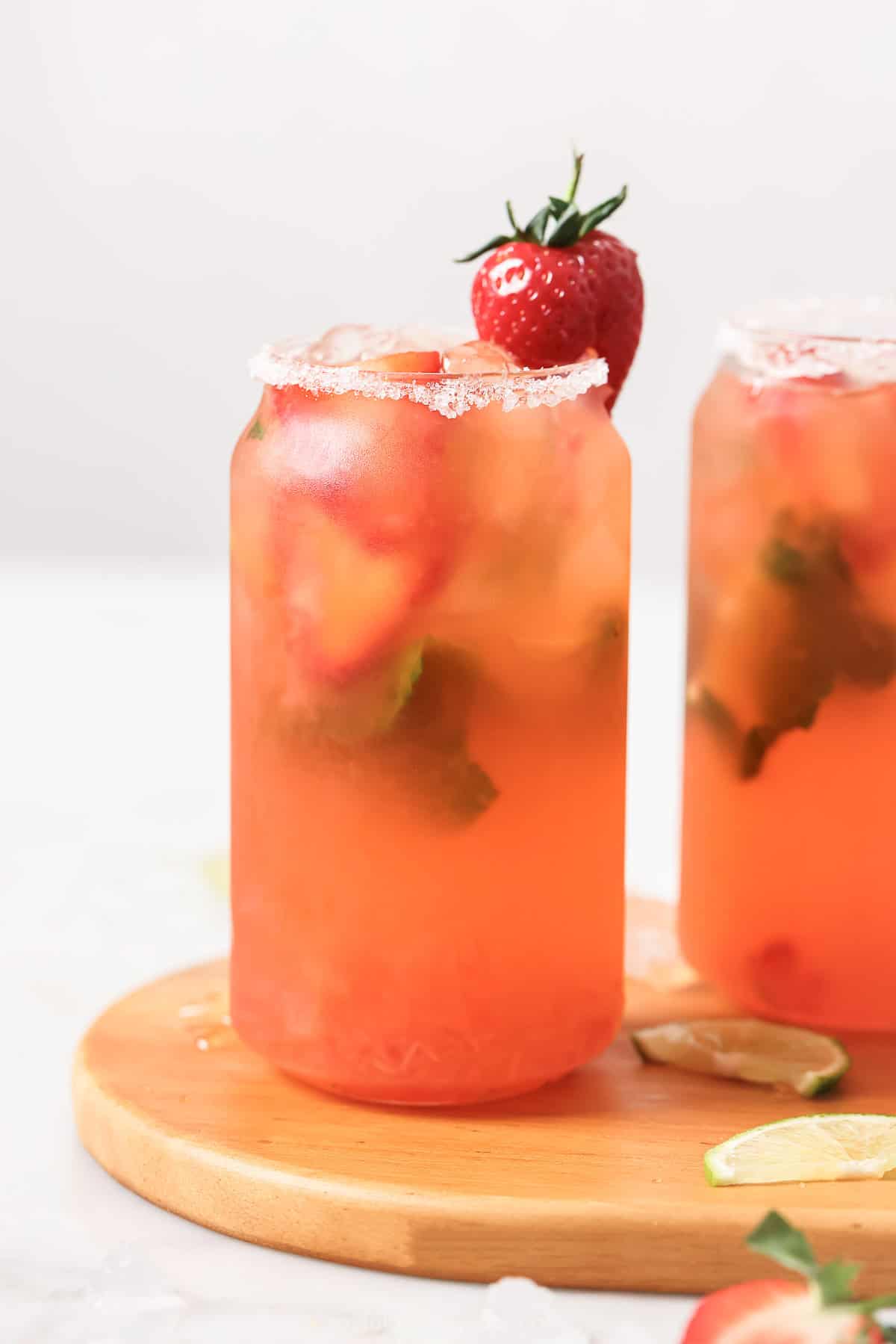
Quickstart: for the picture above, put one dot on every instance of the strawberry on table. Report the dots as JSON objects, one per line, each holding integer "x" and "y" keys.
{"x": 561, "y": 285}
{"x": 821, "y": 1310}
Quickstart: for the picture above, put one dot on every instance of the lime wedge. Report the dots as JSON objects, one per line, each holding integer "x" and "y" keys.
{"x": 748, "y": 1050}
{"x": 806, "y": 1148}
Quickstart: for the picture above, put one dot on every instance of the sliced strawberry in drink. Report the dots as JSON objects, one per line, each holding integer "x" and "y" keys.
{"x": 406, "y": 362}
{"x": 477, "y": 356}
{"x": 346, "y": 604}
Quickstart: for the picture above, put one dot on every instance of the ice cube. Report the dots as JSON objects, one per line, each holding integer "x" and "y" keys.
{"x": 354, "y": 343}
{"x": 477, "y": 356}
{"x": 520, "y": 1312}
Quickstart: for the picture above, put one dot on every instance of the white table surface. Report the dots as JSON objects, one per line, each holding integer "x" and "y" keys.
{"x": 113, "y": 795}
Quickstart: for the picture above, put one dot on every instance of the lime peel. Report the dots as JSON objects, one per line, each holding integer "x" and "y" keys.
{"x": 748, "y": 1050}
{"x": 806, "y": 1148}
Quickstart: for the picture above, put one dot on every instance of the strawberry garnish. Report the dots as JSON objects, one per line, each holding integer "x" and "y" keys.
{"x": 821, "y": 1310}
{"x": 561, "y": 285}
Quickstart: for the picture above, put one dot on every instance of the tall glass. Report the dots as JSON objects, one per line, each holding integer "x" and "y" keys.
{"x": 430, "y": 588}
{"x": 788, "y": 855}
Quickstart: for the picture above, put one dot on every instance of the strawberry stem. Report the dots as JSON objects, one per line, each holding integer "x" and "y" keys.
{"x": 517, "y": 232}
{"x": 568, "y": 223}
{"x": 576, "y": 173}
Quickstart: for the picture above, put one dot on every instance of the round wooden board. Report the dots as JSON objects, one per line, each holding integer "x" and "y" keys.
{"x": 594, "y": 1182}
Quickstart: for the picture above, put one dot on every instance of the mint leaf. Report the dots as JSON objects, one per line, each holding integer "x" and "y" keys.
{"x": 785, "y": 1243}
{"x": 836, "y": 1283}
{"x": 785, "y": 562}
{"x": 753, "y": 750}
{"x": 877, "y": 1304}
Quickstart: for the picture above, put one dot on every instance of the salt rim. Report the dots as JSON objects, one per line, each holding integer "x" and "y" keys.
{"x": 815, "y": 339}
{"x": 284, "y": 365}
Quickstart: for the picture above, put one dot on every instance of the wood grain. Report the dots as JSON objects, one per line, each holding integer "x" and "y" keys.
{"x": 594, "y": 1182}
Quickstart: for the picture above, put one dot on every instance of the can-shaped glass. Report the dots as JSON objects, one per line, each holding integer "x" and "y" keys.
{"x": 788, "y": 844}
{"x": 430, "y": 593}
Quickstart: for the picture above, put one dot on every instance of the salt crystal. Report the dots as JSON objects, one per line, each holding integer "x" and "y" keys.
{"x": 815, "y": 339}
{"x": 520, "y": 1312}
{"x": 354, "y": 343}
{"x": 477, "y": 356}
{"x": 293, "y": 363}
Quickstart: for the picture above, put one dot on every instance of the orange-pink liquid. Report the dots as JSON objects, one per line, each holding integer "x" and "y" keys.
{"x": 788, "y": 861}
{"x": 428, "y": 883}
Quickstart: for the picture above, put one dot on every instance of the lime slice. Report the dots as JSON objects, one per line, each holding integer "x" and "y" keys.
{"x": 748, "y": 1050}
{"x": 806, "y": 1148}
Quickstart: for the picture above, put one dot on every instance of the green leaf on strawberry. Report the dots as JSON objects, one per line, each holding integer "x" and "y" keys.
{"x": 786, "y": 1312}
{"x": 561, "y": 287}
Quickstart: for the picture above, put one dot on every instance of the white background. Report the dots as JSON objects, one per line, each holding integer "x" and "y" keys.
{"x": 188, "y": 178}
{"x": 184, "y": 179}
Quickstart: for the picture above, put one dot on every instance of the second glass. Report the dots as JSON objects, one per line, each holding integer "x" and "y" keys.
{"x": 790, "y": 746}
{"x": 430, "y": 589}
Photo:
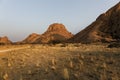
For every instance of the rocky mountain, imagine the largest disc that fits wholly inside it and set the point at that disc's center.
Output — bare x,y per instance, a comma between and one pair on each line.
4,40
31,38
55,33
106,28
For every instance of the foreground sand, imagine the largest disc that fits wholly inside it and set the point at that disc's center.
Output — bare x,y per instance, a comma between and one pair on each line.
60,62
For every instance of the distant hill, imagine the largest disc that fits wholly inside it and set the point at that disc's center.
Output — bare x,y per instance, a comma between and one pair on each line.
31,38
106,28
4,40
55,33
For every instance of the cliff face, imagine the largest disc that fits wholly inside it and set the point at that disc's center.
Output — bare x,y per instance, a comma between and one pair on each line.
31,38
5,40
106,28
55,33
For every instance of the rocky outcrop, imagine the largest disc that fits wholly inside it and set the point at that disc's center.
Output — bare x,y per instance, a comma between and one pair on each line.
55,33
31,38
106,28
4,40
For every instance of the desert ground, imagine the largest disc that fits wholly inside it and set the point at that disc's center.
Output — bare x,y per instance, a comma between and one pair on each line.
59,62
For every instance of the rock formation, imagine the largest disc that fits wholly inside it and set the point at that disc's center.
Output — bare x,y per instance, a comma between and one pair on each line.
4,40
106,28
31,38
55,33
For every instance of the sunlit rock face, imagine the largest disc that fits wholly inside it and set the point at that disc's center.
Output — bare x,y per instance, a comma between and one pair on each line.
106,28
5,40
55,33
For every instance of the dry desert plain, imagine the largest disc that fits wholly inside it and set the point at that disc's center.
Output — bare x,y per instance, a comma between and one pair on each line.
59,62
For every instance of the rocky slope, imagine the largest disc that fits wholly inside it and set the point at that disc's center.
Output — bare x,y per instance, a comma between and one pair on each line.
54,34
106,28
4,40
31,38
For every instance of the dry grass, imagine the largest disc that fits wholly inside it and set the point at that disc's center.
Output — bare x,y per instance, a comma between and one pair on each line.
61,62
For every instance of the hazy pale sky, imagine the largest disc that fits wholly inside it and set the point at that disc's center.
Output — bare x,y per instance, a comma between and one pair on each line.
19,18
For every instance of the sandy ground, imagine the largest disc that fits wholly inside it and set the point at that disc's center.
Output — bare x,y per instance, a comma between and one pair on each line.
71,62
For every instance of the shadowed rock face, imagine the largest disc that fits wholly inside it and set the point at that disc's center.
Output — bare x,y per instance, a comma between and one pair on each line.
4,40
55,33
106,28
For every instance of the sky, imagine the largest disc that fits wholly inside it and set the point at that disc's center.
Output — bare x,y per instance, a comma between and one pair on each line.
19,18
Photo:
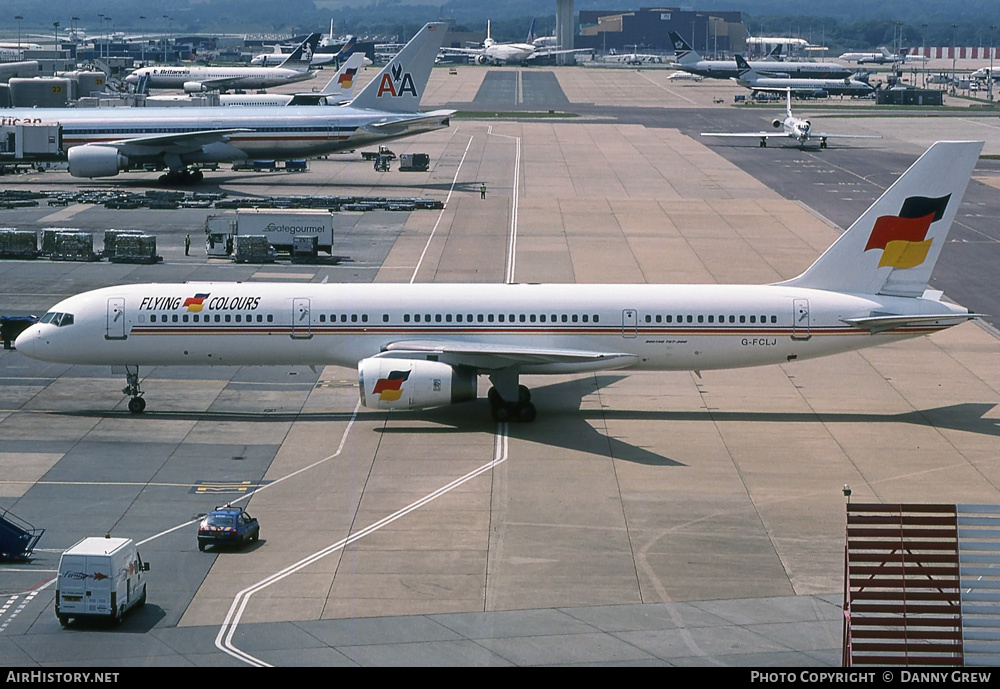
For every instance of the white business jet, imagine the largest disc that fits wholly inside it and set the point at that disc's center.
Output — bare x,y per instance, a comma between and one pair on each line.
792,127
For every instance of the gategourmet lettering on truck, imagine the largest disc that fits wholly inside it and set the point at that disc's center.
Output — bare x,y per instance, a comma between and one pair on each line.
294,229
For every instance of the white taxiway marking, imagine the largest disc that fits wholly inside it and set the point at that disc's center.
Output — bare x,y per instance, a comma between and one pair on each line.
224,639
441,214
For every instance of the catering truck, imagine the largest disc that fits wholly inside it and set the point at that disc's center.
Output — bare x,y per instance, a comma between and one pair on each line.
280,229
100,577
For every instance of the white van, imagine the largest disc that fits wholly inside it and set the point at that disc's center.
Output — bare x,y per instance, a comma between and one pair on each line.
100,577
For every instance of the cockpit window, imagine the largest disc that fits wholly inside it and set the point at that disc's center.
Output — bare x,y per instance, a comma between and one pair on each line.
57,319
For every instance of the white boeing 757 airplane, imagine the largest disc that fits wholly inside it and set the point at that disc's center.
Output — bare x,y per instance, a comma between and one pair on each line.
424,345
792,127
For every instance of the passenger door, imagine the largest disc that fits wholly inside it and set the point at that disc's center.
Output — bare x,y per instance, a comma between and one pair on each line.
116,319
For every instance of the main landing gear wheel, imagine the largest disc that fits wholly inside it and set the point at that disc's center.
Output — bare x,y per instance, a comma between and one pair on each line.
137,404
522,410
185,176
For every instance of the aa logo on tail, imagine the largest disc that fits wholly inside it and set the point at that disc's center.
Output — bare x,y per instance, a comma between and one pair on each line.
903,238
397,83
390,389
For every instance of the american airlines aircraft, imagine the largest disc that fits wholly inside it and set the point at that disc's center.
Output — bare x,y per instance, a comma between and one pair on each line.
424,345
791,127
197,79
102,142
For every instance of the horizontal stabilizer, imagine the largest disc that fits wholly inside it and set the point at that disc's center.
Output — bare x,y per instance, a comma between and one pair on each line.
879,324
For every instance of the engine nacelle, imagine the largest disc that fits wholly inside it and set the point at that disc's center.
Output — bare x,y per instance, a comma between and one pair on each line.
388,383
95,161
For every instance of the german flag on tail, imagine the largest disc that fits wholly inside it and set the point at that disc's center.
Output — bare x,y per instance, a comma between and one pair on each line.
903,238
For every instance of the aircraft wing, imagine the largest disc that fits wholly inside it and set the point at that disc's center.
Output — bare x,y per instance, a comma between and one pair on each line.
824,135
411,125
753,135
490,357
546,52
220,84
173,143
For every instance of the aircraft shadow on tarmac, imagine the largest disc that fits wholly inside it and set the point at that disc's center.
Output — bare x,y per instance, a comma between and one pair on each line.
563,421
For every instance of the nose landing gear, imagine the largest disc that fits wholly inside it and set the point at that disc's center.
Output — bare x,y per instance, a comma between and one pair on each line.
137,404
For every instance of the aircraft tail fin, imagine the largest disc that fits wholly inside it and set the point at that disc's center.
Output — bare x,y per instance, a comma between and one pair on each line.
683,53
341,86
743,68
401,83
347,49
892,248
300,57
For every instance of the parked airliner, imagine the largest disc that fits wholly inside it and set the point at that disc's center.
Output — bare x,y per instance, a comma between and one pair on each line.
294,68
101,142
814,88
791,127
424,345
685,58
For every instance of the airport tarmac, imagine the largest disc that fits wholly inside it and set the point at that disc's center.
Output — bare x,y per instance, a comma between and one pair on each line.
661,519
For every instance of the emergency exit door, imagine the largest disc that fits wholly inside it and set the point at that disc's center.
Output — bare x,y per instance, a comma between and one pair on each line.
116,319
630,322
301,321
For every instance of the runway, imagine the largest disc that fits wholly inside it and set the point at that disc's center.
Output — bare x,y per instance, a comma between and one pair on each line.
668,519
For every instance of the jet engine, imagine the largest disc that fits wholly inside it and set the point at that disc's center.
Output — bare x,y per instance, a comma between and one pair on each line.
95,161
388,383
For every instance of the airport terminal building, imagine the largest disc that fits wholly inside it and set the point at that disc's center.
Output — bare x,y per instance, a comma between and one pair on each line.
646,29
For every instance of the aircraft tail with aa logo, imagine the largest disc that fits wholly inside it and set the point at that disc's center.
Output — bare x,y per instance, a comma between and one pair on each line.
401,83
892,248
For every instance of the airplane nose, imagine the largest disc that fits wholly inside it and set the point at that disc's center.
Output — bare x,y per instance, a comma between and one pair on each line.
26,341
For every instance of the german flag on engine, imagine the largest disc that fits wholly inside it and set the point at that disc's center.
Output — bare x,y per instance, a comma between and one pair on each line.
390,388
902,238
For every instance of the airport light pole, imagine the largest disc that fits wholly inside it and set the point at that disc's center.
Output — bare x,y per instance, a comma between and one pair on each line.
923,51
954,54
989,76
171,21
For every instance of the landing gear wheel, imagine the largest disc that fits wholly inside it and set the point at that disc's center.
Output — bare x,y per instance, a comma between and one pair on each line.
137,404
523,394
501,413
525,412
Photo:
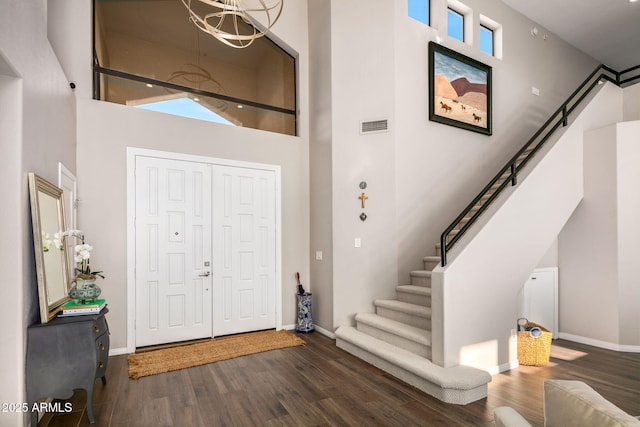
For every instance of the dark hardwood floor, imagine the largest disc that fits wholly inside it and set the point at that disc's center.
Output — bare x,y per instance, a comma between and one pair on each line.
321,385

**ACTION ITEM**
Return, from the material above, every line with the word "tarmac".

**ANSWER SECTION**
For every instance of the aircraft shadow on tarmac, imagine the largest disc that fits wholly inside it and set the point at that disc's center.
For every instance of the airport tarmac, imagine the largest disc that fits wholly inside it and set the point at that disc's center.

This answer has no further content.